Source material ->
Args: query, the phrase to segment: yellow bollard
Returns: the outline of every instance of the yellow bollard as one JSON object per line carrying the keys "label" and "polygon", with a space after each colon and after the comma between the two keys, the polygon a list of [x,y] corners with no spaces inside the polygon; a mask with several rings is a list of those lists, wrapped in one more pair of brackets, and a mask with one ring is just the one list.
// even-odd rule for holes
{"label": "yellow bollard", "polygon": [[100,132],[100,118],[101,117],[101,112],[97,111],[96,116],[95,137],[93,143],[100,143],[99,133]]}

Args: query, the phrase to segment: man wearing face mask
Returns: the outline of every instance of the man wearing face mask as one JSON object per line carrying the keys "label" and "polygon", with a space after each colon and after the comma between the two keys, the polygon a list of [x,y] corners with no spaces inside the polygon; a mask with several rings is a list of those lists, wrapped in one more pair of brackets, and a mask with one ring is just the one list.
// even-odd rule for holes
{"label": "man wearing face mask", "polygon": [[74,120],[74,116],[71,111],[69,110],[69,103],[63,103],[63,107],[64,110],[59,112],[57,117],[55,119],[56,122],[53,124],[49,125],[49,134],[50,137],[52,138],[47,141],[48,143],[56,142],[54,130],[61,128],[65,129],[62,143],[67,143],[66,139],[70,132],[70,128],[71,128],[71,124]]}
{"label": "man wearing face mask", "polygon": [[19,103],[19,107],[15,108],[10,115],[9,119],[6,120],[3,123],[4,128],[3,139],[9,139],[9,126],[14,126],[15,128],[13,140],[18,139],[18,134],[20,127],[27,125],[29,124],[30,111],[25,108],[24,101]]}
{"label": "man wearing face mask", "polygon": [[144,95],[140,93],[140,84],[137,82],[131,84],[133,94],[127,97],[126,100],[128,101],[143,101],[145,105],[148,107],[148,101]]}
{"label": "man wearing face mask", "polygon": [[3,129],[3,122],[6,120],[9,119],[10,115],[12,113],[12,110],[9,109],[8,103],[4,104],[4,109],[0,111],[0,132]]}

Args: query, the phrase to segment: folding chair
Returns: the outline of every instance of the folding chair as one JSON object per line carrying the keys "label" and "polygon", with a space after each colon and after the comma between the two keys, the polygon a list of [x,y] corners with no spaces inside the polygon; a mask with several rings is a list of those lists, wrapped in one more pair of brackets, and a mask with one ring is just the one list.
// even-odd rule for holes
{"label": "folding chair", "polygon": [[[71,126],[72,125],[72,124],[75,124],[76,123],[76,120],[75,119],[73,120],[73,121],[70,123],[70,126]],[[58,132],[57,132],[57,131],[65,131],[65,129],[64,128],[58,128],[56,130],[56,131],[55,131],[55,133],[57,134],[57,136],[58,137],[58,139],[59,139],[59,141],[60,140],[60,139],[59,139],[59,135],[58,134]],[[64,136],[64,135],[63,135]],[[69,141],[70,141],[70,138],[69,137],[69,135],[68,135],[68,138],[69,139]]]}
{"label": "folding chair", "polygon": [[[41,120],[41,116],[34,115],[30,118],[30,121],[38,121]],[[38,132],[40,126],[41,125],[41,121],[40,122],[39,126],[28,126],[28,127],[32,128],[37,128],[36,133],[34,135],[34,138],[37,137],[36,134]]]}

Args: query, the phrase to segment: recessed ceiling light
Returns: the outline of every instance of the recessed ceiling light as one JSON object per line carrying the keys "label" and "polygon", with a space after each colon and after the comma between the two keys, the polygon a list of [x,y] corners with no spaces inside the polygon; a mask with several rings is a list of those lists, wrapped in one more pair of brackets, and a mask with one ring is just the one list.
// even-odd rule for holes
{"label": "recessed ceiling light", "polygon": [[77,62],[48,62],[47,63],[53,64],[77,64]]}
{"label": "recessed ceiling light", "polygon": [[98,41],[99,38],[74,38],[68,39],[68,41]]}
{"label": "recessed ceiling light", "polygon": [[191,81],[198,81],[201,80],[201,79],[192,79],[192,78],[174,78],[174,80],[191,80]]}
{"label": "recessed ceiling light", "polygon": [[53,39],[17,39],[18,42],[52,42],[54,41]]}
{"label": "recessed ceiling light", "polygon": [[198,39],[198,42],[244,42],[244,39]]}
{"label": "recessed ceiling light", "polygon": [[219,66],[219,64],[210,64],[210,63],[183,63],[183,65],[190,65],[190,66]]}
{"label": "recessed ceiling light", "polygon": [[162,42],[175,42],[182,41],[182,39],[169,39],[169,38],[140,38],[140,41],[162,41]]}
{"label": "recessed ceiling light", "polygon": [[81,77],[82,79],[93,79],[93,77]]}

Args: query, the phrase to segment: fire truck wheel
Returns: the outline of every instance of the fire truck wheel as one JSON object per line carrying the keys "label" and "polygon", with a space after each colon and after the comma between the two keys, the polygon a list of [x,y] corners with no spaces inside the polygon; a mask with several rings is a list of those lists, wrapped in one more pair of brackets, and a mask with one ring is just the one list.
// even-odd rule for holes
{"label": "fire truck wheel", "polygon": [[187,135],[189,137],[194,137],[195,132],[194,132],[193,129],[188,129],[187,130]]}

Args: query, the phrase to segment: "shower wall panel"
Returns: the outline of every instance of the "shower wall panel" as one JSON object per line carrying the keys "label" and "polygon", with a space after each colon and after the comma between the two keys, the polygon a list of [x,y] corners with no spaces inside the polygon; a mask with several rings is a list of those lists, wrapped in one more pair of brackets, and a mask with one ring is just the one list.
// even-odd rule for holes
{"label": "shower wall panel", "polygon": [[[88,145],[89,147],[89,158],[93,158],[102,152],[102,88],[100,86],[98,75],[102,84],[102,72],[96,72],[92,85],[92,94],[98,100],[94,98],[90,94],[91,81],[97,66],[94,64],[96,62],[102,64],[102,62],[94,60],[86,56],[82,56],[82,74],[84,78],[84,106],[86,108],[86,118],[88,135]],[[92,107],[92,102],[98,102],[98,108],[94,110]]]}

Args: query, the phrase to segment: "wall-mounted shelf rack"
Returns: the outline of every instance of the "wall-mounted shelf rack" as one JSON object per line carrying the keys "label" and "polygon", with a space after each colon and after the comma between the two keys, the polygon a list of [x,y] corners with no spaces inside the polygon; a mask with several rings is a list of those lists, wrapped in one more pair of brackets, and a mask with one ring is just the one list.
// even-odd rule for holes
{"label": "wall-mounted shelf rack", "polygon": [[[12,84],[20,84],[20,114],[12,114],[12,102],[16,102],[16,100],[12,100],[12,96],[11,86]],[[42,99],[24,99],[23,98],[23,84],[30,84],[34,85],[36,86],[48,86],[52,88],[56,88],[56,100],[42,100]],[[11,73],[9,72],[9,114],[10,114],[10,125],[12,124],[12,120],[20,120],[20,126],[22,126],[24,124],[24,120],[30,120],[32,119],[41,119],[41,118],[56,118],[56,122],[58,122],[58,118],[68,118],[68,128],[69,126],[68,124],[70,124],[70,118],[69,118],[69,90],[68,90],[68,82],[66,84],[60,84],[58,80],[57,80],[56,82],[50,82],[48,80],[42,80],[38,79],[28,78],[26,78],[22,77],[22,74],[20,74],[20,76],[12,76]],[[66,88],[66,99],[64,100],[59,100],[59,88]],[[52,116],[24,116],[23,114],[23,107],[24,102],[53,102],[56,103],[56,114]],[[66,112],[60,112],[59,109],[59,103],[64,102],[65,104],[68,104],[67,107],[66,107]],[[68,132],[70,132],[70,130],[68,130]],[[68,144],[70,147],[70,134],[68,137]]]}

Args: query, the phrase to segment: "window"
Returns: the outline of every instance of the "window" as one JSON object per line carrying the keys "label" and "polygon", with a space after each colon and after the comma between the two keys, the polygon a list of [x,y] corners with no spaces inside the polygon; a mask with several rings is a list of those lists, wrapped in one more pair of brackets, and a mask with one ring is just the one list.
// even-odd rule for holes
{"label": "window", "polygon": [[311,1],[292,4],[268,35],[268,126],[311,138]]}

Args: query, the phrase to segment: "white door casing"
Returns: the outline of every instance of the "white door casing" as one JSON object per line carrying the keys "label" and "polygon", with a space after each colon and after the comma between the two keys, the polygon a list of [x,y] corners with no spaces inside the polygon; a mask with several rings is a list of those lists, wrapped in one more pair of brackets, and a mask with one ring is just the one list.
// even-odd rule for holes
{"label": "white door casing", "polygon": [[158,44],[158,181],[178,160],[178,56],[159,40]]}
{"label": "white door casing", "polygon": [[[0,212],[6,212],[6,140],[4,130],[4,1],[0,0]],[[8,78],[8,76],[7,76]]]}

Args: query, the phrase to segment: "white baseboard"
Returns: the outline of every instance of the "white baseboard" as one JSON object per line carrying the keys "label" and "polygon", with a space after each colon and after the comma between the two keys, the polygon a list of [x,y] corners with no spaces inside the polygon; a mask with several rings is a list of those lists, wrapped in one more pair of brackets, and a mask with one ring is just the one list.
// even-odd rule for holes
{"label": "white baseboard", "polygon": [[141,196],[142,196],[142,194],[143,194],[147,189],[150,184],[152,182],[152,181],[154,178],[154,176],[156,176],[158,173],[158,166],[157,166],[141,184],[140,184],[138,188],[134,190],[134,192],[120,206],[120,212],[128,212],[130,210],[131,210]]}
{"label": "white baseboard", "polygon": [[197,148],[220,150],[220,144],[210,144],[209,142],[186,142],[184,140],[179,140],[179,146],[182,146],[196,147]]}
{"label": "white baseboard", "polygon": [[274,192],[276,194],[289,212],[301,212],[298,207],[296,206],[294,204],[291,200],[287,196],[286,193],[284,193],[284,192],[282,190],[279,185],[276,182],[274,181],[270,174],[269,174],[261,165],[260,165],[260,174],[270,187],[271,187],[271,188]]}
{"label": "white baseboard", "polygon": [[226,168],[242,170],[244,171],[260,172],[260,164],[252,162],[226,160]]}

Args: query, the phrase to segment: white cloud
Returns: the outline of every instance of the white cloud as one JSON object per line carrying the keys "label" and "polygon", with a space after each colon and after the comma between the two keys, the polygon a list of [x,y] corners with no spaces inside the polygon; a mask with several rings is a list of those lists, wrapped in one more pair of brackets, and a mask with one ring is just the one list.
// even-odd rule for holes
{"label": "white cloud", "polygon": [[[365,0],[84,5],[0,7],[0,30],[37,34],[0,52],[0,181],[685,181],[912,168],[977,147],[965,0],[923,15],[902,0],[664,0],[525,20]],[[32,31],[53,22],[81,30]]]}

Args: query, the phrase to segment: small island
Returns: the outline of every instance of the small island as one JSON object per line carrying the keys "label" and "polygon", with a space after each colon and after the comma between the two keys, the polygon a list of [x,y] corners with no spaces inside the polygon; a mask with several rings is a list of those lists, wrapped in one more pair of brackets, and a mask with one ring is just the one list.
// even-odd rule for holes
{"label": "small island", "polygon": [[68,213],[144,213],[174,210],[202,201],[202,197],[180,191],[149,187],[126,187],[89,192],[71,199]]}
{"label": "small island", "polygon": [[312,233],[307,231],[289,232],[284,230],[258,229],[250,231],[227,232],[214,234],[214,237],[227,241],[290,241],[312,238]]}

Required work -> Find every line in the records that contains the string "panel" and copy each one out in full.

Complete response ->
Args: query, the phrase to segment: "shower wall panel"
Returns: the outline of every instance of the "shower wall panel" as one JSON object per line carrying the keys "label" and "polygon", with a space after each colon and after the comma between the two keys, the polygon a list of [x,y] corners with no spaces inside the polygon; a mask with several rings is a list of those lists, wrapped in one more pair of brackets, and a mask with one ring is just the one list.
{"label": "shower wall panel", "polygon": [[[88,145],[89,147],[89,158],[93,158],[102,152],[102,88],[100,86],[98,75],[102,84],[102,72],[96,72],[92,85],[92,94],[98,100],[94,98],[90,94],[91,81],[97,66],[94,64],[96,62],[102,64],[102,62],[94,60],[86,56],[82,56],[82,74],[84,78],[84,106],[86,108],[86,118],[88,135]],[[92,107],[92,102],[98,102],[98,108],[94,110]]]}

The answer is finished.